Some of these expectations are explicit (“You will work X hours per week, and I will pay you Y amount”). Others are implicit (“I will work extra hours on this project because the company will take notice next time promotions come around”). This set of expectations, or a contract, is always being reinforced, violated, or renegotiated. Our research shows whether this contract is honored has a greater impact on the relationship than does the environment in which that relationship operates.
In the workplace, this means one’s engagement is less dependent on foosball tables, Taco Tuesdays, benefits, and compensation than it is on whether the individual’s expectations are met. Much of our EX perception is based on how well expectations are fulfilled. If expectations aren’t aligned, an expectation gap is created, causing disengagement.
Wride: Expectations are these ephemeral atomic elements that either build or destroy relationships. Yet, we don’t spend nearly enough time worrying about them. Instead, we focus on getting down to the “real work” of the day that might consist of meetings, memos, spreadsheets, and forecasts. Of course, that stuff is incredibly important, but not at the expense of building alignment within one’s team.
S&S: Whose responsibility is it to have a positive employee experience – executives? Middle management?
Maylett: In our book MAGIC: Five Keys to Unlock the Power of Employee Engagement, we state that engagement is a 50/50 proposition. Fifty percent of the responsibility is on the company. The organization must create the environment that encourages employees to choose to be engaged. But it’s still a choice; employees must choose to engage.
Similarly, the employee experience is half of the responsibility of the employees. Many leaders can point to employees that will constantly chose to have a negative employee experience (remember, EX is all about perceptions) despite any management effort. However, the organization is still responsible for the other 50%.
Managers and supervisors are the foot soldiers with the direct connection to employees. They are the beginning and end of in-house EX management. In other words, we are ALL responsible for creating and maintaining a positive EX (even the employees).

● **Directives**
[a] In the passage on employee experience, what is created when expectations aren't aligned?
[b] Repeat everything in the passage on employee experience from "S&S: Whose responsibility" down to "choose to engage.", word for word.

● **Material supplied**
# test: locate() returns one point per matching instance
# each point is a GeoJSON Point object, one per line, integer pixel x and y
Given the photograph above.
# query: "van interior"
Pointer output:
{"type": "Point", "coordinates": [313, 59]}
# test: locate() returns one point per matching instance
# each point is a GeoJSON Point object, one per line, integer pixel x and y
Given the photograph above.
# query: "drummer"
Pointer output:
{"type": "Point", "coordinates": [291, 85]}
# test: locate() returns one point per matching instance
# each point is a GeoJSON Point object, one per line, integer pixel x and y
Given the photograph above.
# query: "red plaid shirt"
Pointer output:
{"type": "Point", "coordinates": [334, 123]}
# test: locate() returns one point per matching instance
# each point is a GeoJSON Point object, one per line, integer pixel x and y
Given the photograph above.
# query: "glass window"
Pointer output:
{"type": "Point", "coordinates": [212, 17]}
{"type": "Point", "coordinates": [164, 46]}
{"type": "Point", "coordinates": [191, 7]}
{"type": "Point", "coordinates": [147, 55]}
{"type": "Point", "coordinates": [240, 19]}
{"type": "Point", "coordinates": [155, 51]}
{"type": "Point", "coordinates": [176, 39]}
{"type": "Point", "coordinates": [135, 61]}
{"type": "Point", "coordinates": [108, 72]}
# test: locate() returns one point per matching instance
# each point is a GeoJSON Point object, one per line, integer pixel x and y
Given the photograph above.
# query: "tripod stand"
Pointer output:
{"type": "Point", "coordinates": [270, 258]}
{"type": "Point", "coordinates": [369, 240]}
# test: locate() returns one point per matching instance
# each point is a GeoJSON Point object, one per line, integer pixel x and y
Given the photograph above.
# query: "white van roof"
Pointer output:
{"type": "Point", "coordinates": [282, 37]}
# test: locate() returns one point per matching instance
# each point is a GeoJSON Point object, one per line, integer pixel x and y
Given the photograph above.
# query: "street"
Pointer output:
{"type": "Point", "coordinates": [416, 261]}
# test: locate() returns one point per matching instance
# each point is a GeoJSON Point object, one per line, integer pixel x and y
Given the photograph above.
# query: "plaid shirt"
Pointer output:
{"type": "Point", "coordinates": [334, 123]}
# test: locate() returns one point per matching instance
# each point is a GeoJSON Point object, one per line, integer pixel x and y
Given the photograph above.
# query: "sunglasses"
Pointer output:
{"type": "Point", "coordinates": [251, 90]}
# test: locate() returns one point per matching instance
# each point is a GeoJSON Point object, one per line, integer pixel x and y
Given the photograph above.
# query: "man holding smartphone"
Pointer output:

● **The responses**
[a] An expectation gap is created, which causes disengagement.

[b]
S&S: Whose responsibility is it to have a positive employee experience – executives? Middle management?
Maylett: In our book MAGIC: Five Keys to Unlock the Power of Employee Engagement, we state that engagement is a 50/50 proposition. Fifty percent of the responsibility is on the company. The organization must create the environment that encourages employees to choose to be engaged. But it’s still a choice; employees must choose to engage.